AUFGABE A: Können Sie aus dem Text über den Bauboom in Dubai den Abschnitt, der mit „Bisher scheint die“ beginnt und bis einschließlich „Baumaschinerie am Laufen.“ reicht, wortgetreu ausgeben?

ZITIERTER TEXTAUSZUG:

• • • •

Baulöwen aufgepasst

Bauboom in der Wüste: Die deutsche Industrie profitiert und nutzt Plattformen vor Ort und zu Hause, um ihre Leistungsfähigkeit eindrucksvoll zu demonstrieren.

Bisher scheint die Rechnung von Scheich Mohammed bin Rashid al Maktoum und seinem visionären Vater aufzugehen, das noch vor 40 Jahren verschlafene Wüstennest Dubai ohne asphaltierte Straßen und fließendes Wasser in ein hypermodernes Finanz-, Handels- und Touristikzentrum umzuwandeln. Die Öl- und Anlagemilliarden halten die immense Baumaschinerie am Laufen.
Mit Bauinvestitionen in Höhe von US$ 120 Mrd. allein in Dubai erlebt die Region zur Zeit einen unvorstellbaren Aufschwung. So entstehen derzeit am persischen Golf die höchsten Häuser der Erde, die größten Shopping-Malls, künstliche Inseln, ganze Städte, Hotelresorts, Golfplätze, Straßen, Häfen und Freihandelszonen mit den Schwerpunkten Dubai und Abu Dhabi. Und das schon seit einigen Jahren, denn das schwarze Gold, das den Scheichtümern noch ihren Reichtum beschert, neigt sich in spätestens 15 Jahren seinem Ende zu. Bis dahin soll die Region so attraktiv wie möglich für internationalen Tourismus und Businessreisende sein.

• • • •

(Einträge aus einem Datensatz zur Punktbeschriftung)
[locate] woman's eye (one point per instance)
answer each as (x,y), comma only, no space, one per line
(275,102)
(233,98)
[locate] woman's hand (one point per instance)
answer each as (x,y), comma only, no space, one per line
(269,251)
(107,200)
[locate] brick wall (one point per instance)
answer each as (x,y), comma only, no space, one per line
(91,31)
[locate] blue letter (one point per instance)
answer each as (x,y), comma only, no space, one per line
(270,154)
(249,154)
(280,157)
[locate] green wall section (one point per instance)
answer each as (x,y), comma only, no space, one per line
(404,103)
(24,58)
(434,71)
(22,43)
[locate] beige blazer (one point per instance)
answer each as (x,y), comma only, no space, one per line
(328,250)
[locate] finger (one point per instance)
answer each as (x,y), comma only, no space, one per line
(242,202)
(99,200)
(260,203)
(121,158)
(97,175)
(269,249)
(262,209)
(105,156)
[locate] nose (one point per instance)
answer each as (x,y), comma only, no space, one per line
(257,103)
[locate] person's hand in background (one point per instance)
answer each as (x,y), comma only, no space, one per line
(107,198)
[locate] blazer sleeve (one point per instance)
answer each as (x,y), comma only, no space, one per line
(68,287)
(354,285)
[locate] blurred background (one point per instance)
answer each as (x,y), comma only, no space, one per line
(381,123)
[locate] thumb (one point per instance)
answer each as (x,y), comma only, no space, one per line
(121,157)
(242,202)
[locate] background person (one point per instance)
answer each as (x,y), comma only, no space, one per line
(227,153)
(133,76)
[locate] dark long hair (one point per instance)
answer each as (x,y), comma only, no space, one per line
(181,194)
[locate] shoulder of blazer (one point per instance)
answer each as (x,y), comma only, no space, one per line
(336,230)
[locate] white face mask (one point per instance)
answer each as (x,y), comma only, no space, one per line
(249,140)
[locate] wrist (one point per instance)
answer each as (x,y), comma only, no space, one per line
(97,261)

• • • •

AUFGABE B: Können Sie die Einträge ab der Zeile mit „[locate] dark long“ bis einschließlich zum Ende der Einträge erneut wiedergeben und darin „blazer“ durch „jacket“ ersetzen, während alles Übrige unverändert bleibt?

VOLLSTÄNDIGE ANTWORT A:
Bisher scheint die Rechnung von Scheich Mohammed bin Rashid al Maktoum und seinem visionären Vater aufzugehen, das noch vor 40 Jahren verschlafene Wüstennest Dubai ohne asphaltierte Straßen und fließendes Wasser in ein hypermodernes Finanz-, Handels- und Touristikzentrum umzuwandeln. Die Öl- und Anlagemilliarden halten die immense Baumaschinerie am Laufen.

VOLLSTÄNDIGE ANTWORT B:
[locate] dark long hair (one point per instance)
answer each as (x,y), comma only, no space, one per line
(181,194)
[locate] shoulder of jacket (one point per instance)
answer each as (x,y), comma only, no space, one per line
(336,230)
[locate] white face mask (one point per instance)
answer each as (x,y), comma only, no space, one per line
(249,140)
[locate] wrist (one point per instance)
answer each as (x,y), comma only, no space, one per line
(97,261)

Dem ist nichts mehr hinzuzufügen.